[Coordinate annotation items]

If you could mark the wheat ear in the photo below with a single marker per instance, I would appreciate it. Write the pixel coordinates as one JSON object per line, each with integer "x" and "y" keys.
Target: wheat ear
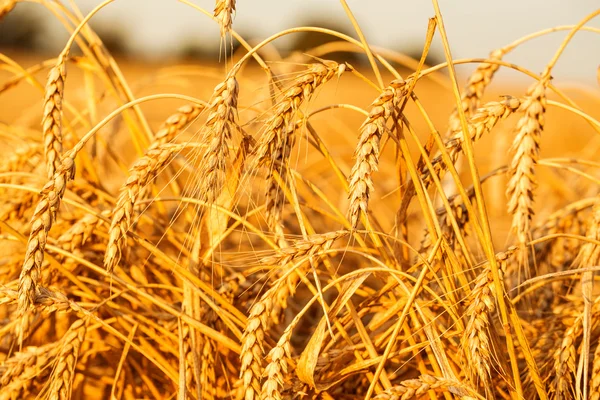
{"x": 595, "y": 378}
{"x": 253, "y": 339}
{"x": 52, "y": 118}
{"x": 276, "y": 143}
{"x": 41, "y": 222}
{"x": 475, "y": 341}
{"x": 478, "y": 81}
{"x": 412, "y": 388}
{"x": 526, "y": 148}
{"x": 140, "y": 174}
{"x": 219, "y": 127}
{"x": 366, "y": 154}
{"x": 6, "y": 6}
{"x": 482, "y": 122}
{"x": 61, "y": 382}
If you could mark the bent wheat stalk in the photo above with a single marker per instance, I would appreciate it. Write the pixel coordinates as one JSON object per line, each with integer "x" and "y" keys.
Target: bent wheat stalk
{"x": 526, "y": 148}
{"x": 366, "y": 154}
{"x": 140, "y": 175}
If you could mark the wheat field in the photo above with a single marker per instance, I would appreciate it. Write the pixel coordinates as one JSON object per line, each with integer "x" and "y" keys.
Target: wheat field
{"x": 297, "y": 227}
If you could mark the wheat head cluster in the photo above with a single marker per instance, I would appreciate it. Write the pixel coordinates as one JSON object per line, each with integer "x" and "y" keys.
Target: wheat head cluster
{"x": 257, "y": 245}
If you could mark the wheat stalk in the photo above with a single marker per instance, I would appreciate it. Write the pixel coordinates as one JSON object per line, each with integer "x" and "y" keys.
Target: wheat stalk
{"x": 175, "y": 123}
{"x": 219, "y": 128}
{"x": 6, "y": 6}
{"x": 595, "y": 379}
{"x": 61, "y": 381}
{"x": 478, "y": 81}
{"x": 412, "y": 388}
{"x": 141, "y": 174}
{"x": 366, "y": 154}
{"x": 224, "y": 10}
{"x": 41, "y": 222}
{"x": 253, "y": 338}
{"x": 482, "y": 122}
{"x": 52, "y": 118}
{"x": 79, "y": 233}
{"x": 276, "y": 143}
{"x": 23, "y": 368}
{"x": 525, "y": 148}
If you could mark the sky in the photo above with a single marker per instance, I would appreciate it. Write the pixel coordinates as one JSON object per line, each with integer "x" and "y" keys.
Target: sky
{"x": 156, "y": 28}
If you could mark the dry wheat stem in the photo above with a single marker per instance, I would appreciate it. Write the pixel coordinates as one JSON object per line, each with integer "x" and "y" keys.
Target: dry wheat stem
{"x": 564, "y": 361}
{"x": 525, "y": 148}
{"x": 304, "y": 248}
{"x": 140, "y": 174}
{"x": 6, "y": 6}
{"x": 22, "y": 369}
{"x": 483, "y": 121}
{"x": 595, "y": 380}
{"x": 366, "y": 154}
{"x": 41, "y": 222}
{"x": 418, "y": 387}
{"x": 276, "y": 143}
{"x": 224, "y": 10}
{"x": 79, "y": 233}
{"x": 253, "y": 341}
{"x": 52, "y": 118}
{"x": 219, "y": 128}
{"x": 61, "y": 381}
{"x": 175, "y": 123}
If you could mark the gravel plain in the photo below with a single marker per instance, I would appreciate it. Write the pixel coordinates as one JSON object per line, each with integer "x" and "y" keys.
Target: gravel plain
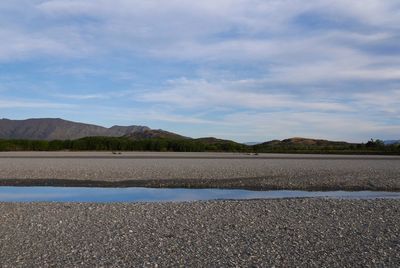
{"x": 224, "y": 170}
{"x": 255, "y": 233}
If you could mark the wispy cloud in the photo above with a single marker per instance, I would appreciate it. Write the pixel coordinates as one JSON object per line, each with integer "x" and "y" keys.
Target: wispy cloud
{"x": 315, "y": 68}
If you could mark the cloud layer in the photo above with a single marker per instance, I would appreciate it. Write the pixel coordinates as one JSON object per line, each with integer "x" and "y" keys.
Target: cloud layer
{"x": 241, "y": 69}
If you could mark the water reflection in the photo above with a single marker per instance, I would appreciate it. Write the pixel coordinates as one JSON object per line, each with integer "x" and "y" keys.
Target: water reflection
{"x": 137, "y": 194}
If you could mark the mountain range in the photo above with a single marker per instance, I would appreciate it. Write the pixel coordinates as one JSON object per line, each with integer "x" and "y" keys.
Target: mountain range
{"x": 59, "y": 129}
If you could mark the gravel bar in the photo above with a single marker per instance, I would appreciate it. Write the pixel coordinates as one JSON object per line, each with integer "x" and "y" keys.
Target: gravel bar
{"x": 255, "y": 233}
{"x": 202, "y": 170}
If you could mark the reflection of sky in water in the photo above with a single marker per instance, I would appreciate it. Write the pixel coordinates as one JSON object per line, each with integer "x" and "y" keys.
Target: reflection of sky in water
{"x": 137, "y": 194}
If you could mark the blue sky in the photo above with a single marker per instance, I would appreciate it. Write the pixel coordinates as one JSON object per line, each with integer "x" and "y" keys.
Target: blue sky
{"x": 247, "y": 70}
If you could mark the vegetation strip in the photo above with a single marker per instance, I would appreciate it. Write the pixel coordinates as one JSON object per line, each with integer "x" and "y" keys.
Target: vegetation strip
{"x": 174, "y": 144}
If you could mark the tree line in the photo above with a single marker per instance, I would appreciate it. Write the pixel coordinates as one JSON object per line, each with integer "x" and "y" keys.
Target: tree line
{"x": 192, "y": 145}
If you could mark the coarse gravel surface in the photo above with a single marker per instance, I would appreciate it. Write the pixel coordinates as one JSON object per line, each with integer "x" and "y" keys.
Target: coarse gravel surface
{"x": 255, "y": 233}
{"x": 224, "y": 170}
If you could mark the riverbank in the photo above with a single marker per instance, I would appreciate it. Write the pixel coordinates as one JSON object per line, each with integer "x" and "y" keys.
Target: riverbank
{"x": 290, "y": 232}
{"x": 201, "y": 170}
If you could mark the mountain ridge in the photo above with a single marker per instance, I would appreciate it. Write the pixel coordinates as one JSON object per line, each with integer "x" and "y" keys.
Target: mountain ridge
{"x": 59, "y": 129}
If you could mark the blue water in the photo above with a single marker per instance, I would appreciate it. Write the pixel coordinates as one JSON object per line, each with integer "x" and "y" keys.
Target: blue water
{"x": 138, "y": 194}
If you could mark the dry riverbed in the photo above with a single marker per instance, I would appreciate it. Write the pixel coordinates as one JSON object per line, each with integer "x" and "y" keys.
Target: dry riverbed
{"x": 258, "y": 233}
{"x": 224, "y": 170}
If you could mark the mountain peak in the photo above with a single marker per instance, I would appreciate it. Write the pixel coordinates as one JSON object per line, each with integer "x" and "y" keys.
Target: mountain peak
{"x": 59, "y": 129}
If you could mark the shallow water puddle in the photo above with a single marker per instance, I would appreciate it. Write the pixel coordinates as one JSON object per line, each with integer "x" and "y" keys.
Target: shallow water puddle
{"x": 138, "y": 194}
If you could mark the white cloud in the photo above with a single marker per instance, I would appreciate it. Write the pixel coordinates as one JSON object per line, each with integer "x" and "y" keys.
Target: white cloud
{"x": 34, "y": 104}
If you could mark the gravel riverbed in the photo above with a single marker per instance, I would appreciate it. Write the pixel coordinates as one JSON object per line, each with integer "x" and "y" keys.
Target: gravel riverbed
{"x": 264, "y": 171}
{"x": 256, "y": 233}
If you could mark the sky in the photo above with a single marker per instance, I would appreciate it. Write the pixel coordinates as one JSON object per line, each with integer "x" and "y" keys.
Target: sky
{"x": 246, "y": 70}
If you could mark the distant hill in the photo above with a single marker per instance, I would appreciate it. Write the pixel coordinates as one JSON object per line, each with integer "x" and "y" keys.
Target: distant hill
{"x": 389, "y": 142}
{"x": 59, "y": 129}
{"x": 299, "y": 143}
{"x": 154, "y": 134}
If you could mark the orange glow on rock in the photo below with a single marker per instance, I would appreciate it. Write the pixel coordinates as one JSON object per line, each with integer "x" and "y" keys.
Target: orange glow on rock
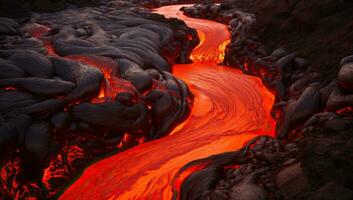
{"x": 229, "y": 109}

## Exercise
Reproduce every item above verbatim, omitting the pictures from your reply.

## Expected answer
If you could mark the wheat ear in the photo below with a single marker per instance, I would appreciate it. Write the pixel coordinates as one JSON object per line, each with integer "x" and "y" keys.
Target: wheat ear
{"x": 595, "y": 378}
{"x": 253, "y": 339}
{"x": 52, "y": 118}
{"x": 276, "y": 143}
{"x": 41, "y": 222}
{"x": 475, "y": 341}
{"x": 478, "y": 81}
{"x": 412, "y": 388}
{"x": 526, "y": 148}
{"x": 140, "y": 174}
{"x": 219, "y": 127}
{"x": 366, "y": 154}
{"x": 6, "y": 6}
{"x": 482, "y": 122}
{"x": 61, "y": 382}
If you could mark the bent wheat stalk in the photo above with a single marker per instance, I would appreciate it. Write the pixel coordinates as one JSON object per line, each with integer "x" and "y" keys.
Target: bent wheat stalk
{"x": 526, "y": 148}
{"x": 366, "y": 154}
{"x": 140, "y": 175}
If you could mark the wheat field in the photo above with a single marker per instance, I would appreciate it. Write the pixel coordinates as one JSON object per line, each with integer "x" and "y" keys.
Target: wheat field
{"x": 297, "y": 227}
If you could mark the wheat head cluster in the photo above with a single marker per instance, I would appreciate it. Write the pixel coordinates as one JSON object per line, each with integer "x" and "y" keys.
Target: wheat head cluster
{"x": 257, "y": 245}
If you could mark the wheat stalk in the photo above with a single marker per instance, I would appreciate it. Write the pixel coordinates as one JSON object per line, each with integer "x" and "y" keys.
Target: wheat stalk
{"x": 175, "y": 123}
{"x": 219, "y": 128}
{"x": 6, "y": 6}
{"x": 595, "y": 379}
{"x": 61, "y": 381}
{"x": 478, "y": 81}
{"x": 412, "y": 388}
{"x": 141, "y": 174}
{"x": 366, "y": 154}
{"x": 224, "y": 10}
{"x": 41, "y": 222}
{"x": 253, "y": 338}
{"x": 482, "y": 122}
{"x": 52, "y": 118}
{"x": 79, "y": 233}
{"x": 276, "y": 143}
{"x": 23, "y": 368}
{"x": 525, "y": 148}
If you could mark the sky in the photo above with a single marker per instance, I would appreciate it. Write the pixel coordinates as one JSON object per line, each with integer "x" and "y" keys.
Target: sky
{"x": 156, "y": 28}
If you could mark the dry wheat stem in the photo above with a single marker per instance, I would appreciate it. Write the pixel coordinates as one JSON object per line, each with integer "x" and "y" keys.
Target: dry wheat stem
{"x": 564, "y": 361}
{"x": 525, "y": 148}
{"x": 304, "y": 248}
{"x": 140, "y": 174}
{"x": 6, "y": 6}
{"x": 22, "y": 369}
{"x": 483, "y": 121}
{"x": 595, "y": 380}
{"x": 366, "y": 154}
{"x": 41, "y": 222}
{"x": 418, "y": 387}
{"x": 276, "y": 143}
{"x": 224, "y": 10}
{"x": 79, "y": 233}
{"x": 253, "y": 341}
{"x": 52, "y": 118}
{"x": 219, "y": 128}
{"x": 61, "y": 381}
{"x": 175, "y": 123}
If you could mark the gravel plain in the photo below with a single marker per instance, I would appreciate it. Write the pixel coordinates as one JSON object per line, each with integer "x" and "y" keys.
Target: gravel plain
{"x": 224, "y": 170}
{"x": 255, "y": 233}
If you could mark the wispy cloud in the photo above with a single marker per instance, I would appreciate it. Write the pixel coordinates as one JSON object per line, each with integer "x" and "y" keys.
Target: wispy cloud
{"x": 315, "y": 68}
If you could mark the cloud layer in the photo above with a single marker per instance, I would appreciate it. Write the pixel coordinates as one JSON object per line, each with integer "x" and "y" keys.
Target: cloud layer
{"x": 241, "y": 69}
If you could mark the water reflection in the photo above with a single marker per instance, I would appreciate it. Write the pixel coordinates as one JSON object per line, each with integer "x" and "y" keys.
Target: water reflection
{"x": 137, "y": 194}
If you could mark the mountain range in the photo above with a single marker per instance, I would appreciate it. Write the pixel coordinates as one JSON object per line, each with integer "x" and "y" keys.
Target: mountain range
{"x": 59, "y": 129}
If you could mark the gravel bar in the photo above with a single marker per instance, I would appreciate it. Write the pixel coordinates as one JSON object per line, each with integer "x" and "y" keys.
Target: gravel bar
{"x": 255, "y": 233}
{"x": 202, "y": 170}
If you could mark the reflection of sky in water in the photo above with a single marker per instance, I would appreciate it. Write the pixel coordinates as one JSON object per line, each with integer "x" and "y" keys.
Target: reflection of sky in water
{"x": 137, "y": 194}
If you could mark the blue sky in the photo above with a single marker per instance, I would appreciate it. Write the pixel coordinates as one JSON object per line, each with integer "x" and "y" keys.
Target: blue sky
{"x": 247, "y": 70}
If you could mark the vegetation strip in the photo above with a single marker per instance, I would appreciate it. Write the pixel coordinates as one JSON object per line, each with integer "x" and "y" keys.
Target: vegetation strip
{"x": 174, "y": 144}
If you could mark the tree line in the photo above with a single marker per instance, I would appreciate it. Write the pixel coordinates as one JSON object per line, each with integer "x" and "y" keys.
Target: tree line
{"x": 192, "y": 145}
If you could mark the coarse gravel surface in the photo above with a single marker per instance, I would appreciate it. Write the pixel coordinates as one JSON object per line, each with integer "x" and "y" keys.
Target: coarse gravel surface
{"x": 255, "y": 233}
{"x": 224, "y": 170}
If you could mark the riverbank in the photo above with a single marker per instance, I would appreciate it. Write the pixel coordinates as one JSON object per line, each with integer "x" and "y" keys.
Target: riverbank
{"x": 290, "y": 232}
{"x": 201, "y": 170}
If you could mark the mountain ridge in the photo above with a single marker per instance, I would appreciate it. Write the pixel coordinates as one JSON object per line, each with integer "x" and "y" keys.
Target: mountain ridge
{"x": 59, "y": 129}
If you could mark the blue water in the photo above with a single marker per instance, I would appreciate it. Write the pixel coordinates as one JSON object per line, each with integer "x" and "y" keys.
Target: blue water
{"x": 138, "y": 194}
If you could mark the dry riverbed in the photo above with a single marker per instance, I would appreciate it. Write the pixel coordinates as one JSON object per line, each with integer "x" and "y" keys.
Target: dry riverbed
{"x": 258, "y": 233}
{"x": 224, "y": 170}
If you could mark the mountain peak in the photo above with a single marker per instance, I would appreciate it. Write the pixel coordinates as one JSON object per line, each with integer "x" and "y" keys.
Target: mountain peak
{"x": 59, "y": 129}
If you could mark the shallow water puddle in the photo above with a single marker per instance, I would appreciate it. Write the pixel coordinates as one JSON object per line, each with integer "x" and "y" keys.
Target: shallow water puddle
{"x": 138, "y": 194}
If you could mark the white cloud in the photo above with a single marker per instance, I would appreciate it. Write the pixel coordinates as one JSON object per line, each with integer "x" and "y" keys.
Target: white cloud
{"x": 34, "y": 104}
If you could mark the gravel riverbed in the photo above with a single marker per instance, I would appreciate it. Write the pixel coordinates as one JSON object per line, each with integer "x" and "y" keys.
Target: gravel riverbed
{"x": 264, "y": 171}
{"x": 256, "y": 233}
If you could mark the sky in the photo above with a single marker per instance, I would appreciate it. Write the pixel coordinates as one JSON object per line, each with integer "x" and "y" keys.
Target: sky
{"x": 246, "y": 70}
If you could mark the distant hill in the photo above with a single marker per instance, I would appreciate it. Write the pixel coordinates as one JSON object per line, each with integer "x" and "y" keys.
Target: distant hill
{"x": 389, "y": 142}
{"x": 59, "y": 129}
{"x": 299, "y": 143}
{"x": 154, "y": 134}
If you could mark the orange glow on rock in the photo below with a single marker per instance, I would appreciate it. Write the pixel coordinates as one JSON object per line, each with integer "x" and "y" keys.
Target: orange glow on rock
{"x": 229, "y": 109}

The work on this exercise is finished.